Set task 1 :: Repeat the court opinion word for word from "In these two" to "of his attorney.".

Source ::
────────────────────────────────────────
150 Ga. App. 712

57945, 57946.

BROWNING v. THE STATE (two cases).

Underwood, Judge.

In these two appeals from convictions of violations of the Controlled Substances Act, Code Ann. Ch. 79A-8, defendant Browning, appearing pro se, contends that the court erred in accepting his pleas of guilty tendered in plea bargains without an affirmative showing that they were intelligently and voluntarily made as required by Boykin v. Alabama, 395 U. S. 238 (89 SC 1709, 23 LE2d 274) (1969) and similar cases, and that he entered into these plea bargains because of duress on the part of his attorney.

These contentions are utterly without support in the records and are contrary thereto. Each record contains the formal plea-bargaining agreement with the district attorney which was tendered and recommended to the court; and "[t]he sentences which appellant ultimately received in the trial court were the sentences previously agreed to by appellant and his counsel during plea bargaining and there can be no serious question here of an unfulfilled promise made by the prosecutor to induce the guilty pleas.” Cunningham v. State, 235 Ga. 664 (221 SE2d 428) (1975). The plea bargains were agreed to by Browning’s counsel, and in his answer to questions propounded by the court Browning asserted that he was satisfied with counsel, who was apparently retained by him; and we find in the records releases of counsel signed by Browning at the time of filing his pro se notice of appeal in which he represented that he was "fully satisfied with the representation given to me by [the attorney].” The claim that his plea bargains were not voluntarily and intelligently made but were improperly induced by counsel must therefore fail. See Spriggs v. State, 139 Ga. App. 586 (2) (228 SE2d 727) (1976); Waye v. State, 239 Ga. 871, 875 (2) (238 SE2d 923) (1977).
────────────────────────────────────────
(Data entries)
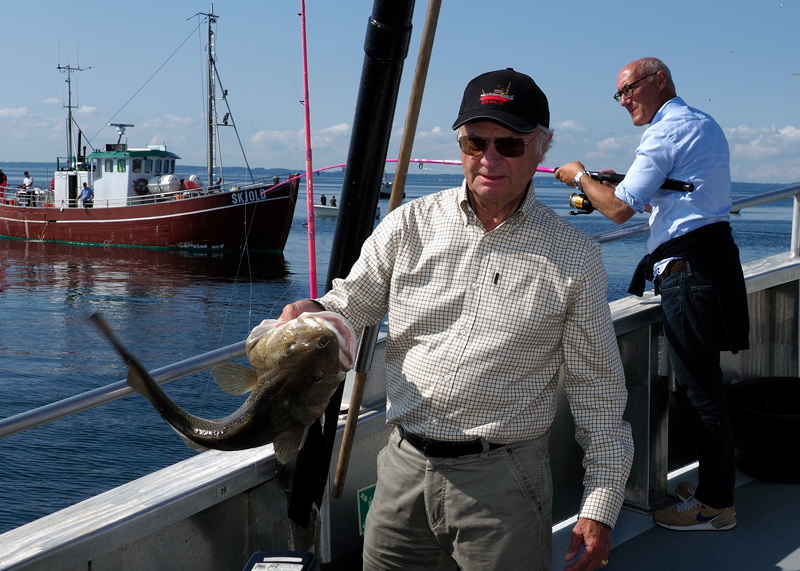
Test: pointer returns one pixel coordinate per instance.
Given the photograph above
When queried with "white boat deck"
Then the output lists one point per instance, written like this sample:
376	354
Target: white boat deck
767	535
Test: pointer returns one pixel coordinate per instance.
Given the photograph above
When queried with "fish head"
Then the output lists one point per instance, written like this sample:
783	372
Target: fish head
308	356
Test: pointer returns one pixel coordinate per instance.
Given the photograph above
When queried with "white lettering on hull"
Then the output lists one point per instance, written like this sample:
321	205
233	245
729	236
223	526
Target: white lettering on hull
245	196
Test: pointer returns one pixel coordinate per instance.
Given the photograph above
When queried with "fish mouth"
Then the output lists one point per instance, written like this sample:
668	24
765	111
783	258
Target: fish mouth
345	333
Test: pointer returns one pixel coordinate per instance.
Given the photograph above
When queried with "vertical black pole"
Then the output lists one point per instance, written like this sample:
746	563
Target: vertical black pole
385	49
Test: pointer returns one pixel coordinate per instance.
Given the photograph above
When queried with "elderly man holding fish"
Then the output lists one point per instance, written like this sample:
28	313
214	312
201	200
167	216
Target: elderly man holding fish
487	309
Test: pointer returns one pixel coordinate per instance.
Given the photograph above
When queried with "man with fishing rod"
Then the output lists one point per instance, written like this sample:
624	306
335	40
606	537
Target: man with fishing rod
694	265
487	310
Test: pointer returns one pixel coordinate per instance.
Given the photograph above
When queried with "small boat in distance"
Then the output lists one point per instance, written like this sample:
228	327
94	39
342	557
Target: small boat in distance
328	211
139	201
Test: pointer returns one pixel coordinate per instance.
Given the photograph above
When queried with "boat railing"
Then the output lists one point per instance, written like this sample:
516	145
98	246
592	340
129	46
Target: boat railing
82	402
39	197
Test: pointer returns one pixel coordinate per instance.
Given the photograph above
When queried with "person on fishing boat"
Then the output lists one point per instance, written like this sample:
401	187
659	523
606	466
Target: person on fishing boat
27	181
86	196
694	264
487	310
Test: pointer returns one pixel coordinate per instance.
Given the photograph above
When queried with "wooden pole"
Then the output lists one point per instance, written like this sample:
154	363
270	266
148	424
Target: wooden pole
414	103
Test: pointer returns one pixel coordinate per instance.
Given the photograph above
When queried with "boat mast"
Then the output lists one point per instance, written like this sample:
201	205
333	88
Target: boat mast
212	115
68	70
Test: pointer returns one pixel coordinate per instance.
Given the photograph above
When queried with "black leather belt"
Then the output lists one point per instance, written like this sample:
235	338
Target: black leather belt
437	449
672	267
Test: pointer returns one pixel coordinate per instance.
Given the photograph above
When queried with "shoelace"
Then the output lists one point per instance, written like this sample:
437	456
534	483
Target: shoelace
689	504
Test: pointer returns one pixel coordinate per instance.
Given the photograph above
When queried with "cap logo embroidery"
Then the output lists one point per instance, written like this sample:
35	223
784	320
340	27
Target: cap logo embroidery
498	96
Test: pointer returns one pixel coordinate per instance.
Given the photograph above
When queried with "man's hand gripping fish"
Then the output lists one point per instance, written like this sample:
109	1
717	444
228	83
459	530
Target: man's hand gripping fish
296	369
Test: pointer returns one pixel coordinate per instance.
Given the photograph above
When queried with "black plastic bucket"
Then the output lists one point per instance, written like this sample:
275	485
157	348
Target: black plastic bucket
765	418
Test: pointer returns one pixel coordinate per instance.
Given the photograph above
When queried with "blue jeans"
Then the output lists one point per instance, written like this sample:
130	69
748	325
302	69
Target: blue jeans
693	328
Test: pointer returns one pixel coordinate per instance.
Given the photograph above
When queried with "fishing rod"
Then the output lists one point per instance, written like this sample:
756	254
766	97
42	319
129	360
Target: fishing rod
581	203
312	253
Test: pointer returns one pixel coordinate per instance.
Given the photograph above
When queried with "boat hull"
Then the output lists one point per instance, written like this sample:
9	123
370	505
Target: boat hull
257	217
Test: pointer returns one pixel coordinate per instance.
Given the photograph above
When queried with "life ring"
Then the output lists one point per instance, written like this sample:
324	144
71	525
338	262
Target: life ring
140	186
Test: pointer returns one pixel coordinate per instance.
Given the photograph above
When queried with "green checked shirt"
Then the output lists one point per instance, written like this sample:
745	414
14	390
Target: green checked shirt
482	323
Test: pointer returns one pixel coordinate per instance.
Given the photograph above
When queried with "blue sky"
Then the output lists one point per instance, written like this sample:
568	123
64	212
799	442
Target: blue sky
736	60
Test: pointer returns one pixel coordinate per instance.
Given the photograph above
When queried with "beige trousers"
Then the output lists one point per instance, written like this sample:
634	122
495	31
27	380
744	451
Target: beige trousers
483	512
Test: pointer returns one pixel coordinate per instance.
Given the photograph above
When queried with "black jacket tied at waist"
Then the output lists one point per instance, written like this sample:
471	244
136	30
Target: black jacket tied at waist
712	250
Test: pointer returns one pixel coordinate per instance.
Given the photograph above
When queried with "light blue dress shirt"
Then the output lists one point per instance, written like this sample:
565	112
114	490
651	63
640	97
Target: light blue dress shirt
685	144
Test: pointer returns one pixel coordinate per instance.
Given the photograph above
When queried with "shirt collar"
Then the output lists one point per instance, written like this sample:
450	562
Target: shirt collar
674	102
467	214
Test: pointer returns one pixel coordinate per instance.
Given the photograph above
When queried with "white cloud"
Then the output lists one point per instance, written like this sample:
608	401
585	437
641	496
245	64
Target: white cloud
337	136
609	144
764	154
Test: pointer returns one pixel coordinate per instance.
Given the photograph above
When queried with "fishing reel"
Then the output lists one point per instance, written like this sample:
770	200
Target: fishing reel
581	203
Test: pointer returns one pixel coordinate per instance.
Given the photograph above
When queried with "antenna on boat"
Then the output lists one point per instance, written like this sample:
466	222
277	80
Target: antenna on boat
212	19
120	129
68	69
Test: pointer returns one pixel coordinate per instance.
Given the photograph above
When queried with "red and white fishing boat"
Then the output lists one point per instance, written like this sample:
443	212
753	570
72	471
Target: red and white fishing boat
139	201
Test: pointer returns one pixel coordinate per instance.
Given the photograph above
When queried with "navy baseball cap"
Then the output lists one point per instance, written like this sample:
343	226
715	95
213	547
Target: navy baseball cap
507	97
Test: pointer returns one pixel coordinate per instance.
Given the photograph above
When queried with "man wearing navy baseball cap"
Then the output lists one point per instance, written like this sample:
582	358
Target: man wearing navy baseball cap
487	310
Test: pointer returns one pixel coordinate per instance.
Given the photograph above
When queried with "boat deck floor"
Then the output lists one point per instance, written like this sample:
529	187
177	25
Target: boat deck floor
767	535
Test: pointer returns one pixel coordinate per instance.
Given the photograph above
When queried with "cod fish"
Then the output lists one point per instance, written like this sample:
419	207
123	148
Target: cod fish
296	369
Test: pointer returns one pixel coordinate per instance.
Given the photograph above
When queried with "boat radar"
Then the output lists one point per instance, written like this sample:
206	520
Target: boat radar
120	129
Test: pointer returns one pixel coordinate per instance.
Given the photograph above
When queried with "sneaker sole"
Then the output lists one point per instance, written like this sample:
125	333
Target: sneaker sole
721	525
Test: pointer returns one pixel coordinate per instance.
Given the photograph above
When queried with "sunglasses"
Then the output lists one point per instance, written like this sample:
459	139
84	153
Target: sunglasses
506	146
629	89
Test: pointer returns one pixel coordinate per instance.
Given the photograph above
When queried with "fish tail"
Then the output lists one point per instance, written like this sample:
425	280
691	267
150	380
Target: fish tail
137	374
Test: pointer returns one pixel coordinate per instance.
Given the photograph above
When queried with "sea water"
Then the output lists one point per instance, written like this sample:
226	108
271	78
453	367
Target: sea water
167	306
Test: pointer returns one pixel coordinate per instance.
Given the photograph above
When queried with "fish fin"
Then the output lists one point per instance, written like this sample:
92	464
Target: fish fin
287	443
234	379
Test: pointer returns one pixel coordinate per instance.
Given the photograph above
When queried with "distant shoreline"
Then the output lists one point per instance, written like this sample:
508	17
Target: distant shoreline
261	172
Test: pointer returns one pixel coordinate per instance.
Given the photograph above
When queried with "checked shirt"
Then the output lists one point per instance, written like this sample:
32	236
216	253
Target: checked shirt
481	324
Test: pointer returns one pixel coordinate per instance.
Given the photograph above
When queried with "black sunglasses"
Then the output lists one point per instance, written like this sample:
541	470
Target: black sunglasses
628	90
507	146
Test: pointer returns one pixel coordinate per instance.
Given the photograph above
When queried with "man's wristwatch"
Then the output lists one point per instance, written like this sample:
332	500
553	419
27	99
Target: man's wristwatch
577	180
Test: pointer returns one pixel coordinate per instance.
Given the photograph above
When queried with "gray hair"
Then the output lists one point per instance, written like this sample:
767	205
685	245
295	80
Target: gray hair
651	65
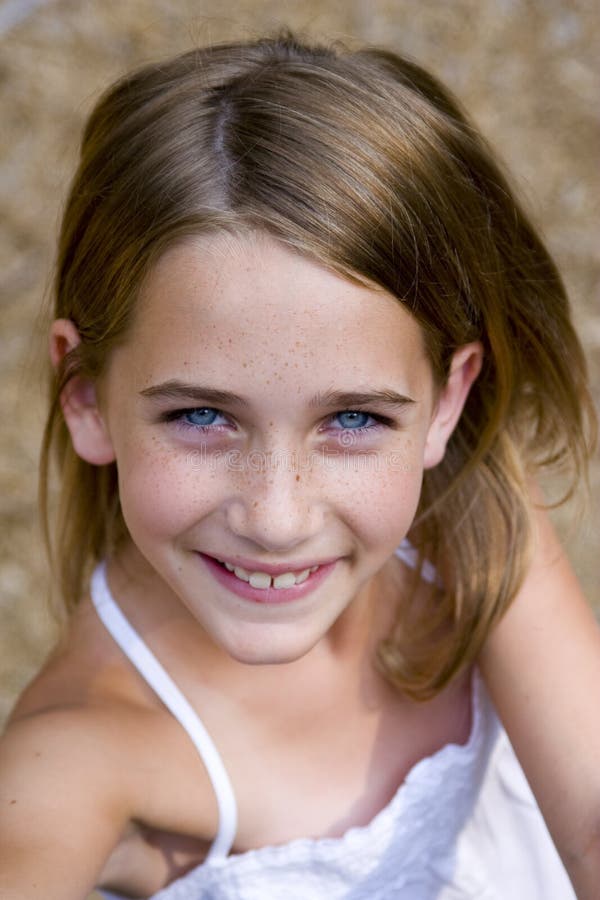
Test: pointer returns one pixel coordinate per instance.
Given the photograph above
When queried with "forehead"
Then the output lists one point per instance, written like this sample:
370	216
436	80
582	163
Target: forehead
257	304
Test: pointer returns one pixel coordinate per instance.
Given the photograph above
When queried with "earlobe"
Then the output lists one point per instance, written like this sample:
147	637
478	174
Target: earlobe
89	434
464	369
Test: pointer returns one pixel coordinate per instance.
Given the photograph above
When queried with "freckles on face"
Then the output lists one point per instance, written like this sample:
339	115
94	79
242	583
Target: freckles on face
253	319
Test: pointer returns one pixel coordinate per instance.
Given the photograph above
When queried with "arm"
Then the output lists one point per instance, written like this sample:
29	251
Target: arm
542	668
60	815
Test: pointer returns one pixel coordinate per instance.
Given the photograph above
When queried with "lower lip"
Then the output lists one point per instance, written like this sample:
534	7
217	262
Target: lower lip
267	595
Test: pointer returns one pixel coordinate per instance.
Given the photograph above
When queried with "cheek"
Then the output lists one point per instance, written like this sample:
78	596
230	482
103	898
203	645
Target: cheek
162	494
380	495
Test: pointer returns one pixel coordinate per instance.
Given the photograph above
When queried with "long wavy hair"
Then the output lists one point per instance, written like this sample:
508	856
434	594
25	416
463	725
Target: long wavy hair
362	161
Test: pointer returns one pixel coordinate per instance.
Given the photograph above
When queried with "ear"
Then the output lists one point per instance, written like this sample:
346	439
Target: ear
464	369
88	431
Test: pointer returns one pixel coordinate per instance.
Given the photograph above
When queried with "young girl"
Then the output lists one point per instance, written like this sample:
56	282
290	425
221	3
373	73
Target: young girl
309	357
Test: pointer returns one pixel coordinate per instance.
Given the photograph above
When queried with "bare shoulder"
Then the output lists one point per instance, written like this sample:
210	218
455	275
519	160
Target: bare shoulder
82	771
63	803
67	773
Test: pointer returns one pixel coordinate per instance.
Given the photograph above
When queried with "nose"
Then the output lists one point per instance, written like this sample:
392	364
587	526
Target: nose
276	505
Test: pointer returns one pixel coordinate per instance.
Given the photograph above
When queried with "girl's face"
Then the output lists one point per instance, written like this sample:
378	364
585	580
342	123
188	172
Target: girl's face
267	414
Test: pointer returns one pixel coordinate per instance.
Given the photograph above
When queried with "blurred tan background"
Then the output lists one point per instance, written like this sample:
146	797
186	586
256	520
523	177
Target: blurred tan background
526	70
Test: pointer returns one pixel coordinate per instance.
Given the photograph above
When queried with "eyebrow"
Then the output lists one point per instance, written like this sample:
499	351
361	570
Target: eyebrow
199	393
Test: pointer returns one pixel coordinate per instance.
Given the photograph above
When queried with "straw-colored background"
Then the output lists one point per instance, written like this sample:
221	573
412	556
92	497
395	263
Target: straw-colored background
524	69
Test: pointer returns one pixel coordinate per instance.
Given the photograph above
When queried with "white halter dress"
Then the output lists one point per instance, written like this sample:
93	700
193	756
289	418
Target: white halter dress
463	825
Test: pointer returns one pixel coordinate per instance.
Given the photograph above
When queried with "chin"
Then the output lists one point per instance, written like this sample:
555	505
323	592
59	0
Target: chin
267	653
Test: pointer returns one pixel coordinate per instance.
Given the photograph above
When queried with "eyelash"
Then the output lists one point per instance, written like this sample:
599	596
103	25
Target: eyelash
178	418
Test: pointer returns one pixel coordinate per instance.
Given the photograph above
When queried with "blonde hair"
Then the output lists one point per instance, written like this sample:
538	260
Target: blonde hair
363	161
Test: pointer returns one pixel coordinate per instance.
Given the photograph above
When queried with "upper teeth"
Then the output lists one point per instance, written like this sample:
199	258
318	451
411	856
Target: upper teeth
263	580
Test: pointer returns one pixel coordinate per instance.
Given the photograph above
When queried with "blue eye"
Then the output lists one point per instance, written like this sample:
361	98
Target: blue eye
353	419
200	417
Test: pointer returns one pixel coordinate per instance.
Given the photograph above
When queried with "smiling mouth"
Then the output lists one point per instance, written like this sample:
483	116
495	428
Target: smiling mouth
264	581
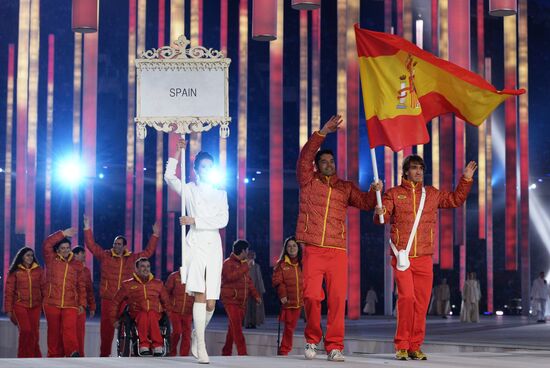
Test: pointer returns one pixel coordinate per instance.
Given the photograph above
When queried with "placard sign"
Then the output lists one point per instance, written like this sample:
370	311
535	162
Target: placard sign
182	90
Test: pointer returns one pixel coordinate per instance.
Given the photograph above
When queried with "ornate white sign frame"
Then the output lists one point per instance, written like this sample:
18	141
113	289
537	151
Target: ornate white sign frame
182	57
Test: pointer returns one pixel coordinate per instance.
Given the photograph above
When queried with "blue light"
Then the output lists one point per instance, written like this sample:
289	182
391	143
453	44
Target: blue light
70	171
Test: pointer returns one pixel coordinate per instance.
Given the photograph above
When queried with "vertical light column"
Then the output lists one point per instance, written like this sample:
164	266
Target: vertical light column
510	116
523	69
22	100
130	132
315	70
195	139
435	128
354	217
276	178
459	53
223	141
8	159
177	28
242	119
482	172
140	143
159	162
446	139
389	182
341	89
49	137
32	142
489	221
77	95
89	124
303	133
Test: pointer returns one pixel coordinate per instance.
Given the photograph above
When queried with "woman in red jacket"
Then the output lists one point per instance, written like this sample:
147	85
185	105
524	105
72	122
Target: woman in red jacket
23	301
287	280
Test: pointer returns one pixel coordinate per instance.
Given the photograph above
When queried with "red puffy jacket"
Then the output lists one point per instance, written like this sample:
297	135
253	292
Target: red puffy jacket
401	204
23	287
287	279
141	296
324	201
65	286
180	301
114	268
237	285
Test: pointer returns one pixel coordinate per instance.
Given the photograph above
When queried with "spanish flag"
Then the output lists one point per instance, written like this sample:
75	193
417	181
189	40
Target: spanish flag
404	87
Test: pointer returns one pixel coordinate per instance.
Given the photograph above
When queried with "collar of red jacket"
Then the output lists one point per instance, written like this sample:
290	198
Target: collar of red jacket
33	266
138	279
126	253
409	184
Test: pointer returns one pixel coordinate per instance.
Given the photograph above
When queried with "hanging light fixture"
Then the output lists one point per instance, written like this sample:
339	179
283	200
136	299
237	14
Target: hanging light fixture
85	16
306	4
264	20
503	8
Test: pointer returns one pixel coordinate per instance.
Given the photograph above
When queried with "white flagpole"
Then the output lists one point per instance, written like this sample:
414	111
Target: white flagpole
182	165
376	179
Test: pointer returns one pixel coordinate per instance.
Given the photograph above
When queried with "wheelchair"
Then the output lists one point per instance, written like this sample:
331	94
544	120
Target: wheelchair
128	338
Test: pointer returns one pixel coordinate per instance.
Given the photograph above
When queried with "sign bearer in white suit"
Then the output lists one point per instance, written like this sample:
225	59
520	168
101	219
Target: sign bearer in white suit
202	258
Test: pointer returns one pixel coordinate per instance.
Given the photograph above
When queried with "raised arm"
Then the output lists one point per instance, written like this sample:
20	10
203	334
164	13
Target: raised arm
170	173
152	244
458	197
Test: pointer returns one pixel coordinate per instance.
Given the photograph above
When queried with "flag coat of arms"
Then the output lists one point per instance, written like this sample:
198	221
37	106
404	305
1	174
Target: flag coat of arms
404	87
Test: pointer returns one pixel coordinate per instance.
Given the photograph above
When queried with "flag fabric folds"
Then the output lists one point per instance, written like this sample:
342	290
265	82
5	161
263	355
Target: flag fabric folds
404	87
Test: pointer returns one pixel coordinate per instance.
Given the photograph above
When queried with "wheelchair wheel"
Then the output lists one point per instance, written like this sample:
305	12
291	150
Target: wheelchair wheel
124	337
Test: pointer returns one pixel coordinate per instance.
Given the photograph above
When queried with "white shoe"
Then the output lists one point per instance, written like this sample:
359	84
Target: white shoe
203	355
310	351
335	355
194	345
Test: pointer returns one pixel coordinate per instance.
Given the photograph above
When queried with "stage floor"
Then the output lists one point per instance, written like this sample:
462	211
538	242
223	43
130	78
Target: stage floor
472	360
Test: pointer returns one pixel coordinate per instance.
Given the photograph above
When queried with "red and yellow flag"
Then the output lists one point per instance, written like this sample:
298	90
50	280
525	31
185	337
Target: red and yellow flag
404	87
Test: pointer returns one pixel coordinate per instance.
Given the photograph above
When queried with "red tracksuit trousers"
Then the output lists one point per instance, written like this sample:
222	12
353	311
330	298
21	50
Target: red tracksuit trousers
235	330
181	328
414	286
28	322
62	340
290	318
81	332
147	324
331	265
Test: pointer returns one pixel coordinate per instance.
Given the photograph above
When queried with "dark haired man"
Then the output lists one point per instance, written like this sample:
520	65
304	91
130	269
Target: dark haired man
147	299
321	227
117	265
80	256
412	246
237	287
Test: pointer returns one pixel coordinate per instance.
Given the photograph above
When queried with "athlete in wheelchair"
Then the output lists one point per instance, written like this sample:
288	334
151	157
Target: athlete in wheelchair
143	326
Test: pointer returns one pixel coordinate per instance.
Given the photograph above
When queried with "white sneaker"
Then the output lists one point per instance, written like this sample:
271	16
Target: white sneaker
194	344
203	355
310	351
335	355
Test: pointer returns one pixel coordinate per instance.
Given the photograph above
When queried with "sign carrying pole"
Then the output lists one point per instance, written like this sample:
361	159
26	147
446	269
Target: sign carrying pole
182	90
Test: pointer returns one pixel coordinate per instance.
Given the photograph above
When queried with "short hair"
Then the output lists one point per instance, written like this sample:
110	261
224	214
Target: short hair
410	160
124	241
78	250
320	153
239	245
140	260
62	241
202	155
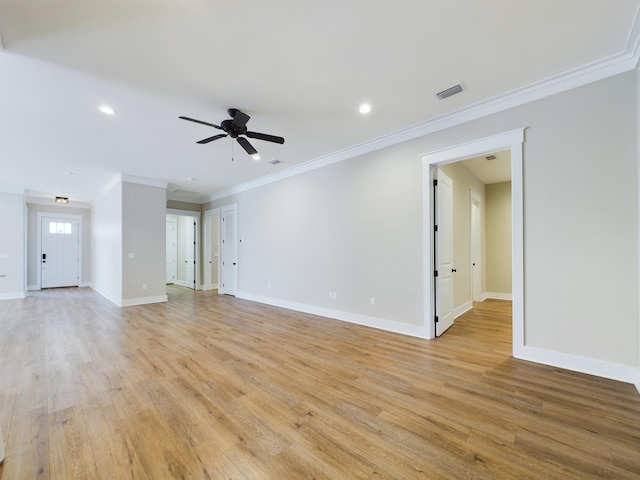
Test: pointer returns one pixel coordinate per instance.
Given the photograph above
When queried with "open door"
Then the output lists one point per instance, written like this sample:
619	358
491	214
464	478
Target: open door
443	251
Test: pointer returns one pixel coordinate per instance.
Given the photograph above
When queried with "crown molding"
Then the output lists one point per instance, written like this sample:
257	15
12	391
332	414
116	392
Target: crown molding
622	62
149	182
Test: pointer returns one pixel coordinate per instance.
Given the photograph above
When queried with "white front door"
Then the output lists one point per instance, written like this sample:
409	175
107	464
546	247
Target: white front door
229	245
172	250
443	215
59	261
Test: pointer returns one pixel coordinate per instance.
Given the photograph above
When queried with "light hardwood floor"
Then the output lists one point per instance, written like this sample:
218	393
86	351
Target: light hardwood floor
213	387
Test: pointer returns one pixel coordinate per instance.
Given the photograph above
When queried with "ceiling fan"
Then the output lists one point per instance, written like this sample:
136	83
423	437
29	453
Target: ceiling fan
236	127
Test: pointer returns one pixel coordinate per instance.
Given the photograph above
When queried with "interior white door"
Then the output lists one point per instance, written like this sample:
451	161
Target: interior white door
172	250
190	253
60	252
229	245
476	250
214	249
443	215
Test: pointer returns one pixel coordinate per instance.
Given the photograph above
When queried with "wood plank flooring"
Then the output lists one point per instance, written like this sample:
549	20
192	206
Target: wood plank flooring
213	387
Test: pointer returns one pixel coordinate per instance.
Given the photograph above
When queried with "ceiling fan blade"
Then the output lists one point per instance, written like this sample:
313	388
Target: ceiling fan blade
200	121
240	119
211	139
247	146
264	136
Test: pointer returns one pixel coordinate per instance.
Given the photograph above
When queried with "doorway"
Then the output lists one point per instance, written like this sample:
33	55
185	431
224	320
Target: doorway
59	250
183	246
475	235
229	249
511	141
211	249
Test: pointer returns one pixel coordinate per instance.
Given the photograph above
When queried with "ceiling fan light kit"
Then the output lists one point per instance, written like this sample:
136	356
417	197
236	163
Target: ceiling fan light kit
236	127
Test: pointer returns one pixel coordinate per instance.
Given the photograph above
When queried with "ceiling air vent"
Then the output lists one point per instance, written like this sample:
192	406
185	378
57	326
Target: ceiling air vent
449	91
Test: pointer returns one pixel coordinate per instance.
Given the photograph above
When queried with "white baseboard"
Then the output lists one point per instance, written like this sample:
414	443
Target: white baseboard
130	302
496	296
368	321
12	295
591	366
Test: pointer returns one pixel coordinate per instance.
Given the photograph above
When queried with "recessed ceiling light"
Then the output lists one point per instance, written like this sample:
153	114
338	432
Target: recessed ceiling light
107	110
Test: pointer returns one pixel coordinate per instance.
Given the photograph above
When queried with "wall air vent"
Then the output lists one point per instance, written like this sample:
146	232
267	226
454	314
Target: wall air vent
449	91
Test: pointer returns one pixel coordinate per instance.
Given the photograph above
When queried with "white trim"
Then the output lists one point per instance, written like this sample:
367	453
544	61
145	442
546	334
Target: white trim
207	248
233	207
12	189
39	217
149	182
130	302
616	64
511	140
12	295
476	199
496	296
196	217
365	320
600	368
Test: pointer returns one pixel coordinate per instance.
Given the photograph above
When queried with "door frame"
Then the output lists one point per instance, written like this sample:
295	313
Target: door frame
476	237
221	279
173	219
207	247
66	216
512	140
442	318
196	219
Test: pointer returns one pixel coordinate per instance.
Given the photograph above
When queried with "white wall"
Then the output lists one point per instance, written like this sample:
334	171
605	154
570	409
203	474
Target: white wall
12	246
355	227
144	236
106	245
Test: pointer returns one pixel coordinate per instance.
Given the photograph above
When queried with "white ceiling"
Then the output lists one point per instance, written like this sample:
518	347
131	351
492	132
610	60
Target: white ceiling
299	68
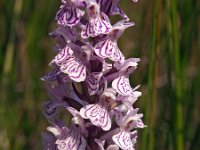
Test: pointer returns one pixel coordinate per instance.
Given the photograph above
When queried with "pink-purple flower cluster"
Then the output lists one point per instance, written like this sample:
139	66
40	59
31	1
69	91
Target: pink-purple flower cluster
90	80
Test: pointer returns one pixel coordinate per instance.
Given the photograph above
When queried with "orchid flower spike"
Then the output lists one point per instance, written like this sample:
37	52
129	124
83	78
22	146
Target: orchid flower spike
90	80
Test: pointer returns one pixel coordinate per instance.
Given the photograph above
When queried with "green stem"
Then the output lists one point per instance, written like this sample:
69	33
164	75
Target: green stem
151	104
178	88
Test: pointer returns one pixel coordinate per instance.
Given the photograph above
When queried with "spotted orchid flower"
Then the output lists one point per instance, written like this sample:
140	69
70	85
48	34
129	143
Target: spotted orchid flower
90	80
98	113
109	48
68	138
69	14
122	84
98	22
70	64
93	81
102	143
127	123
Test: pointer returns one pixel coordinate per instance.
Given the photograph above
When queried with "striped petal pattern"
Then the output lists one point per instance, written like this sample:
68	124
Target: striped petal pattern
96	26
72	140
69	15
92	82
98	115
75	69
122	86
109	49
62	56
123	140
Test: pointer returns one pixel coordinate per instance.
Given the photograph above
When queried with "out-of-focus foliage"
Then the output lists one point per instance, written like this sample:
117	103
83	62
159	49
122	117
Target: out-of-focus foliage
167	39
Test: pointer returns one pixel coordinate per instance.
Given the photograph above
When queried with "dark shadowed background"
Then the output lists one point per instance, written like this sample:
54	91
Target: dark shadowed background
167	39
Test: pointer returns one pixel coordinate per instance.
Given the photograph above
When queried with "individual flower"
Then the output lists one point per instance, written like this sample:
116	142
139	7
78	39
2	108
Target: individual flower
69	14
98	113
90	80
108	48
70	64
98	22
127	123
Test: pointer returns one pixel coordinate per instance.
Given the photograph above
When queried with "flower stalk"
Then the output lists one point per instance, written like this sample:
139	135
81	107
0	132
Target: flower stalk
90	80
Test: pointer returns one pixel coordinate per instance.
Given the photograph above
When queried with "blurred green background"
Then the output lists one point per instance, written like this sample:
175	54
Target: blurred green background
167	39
────────────────────────────────────────
Set task 2 :: Gather every line of the entries that contains the string "front", matching case exactly.

Task response 1 ::
In these two appeals from convictions of violations of the Controlled Substances Act, Code Ann. Ch. 79A-8, defendant Browning, appearing pro se, contends that the court erred in accepting his pleas of guilty tendered in plea bargains without an affirmative showing that they were intelligently and voluntarily made as required by Boykin v. Alabama, 395 U. S. 238 (89 SC 1709, 23 LE2d 274) (1969) and similar cases, and that he entered into these plea bargains because of duress on the part of his attorney.

Task response 2 ::
When queried with "white front door"
Target: white front door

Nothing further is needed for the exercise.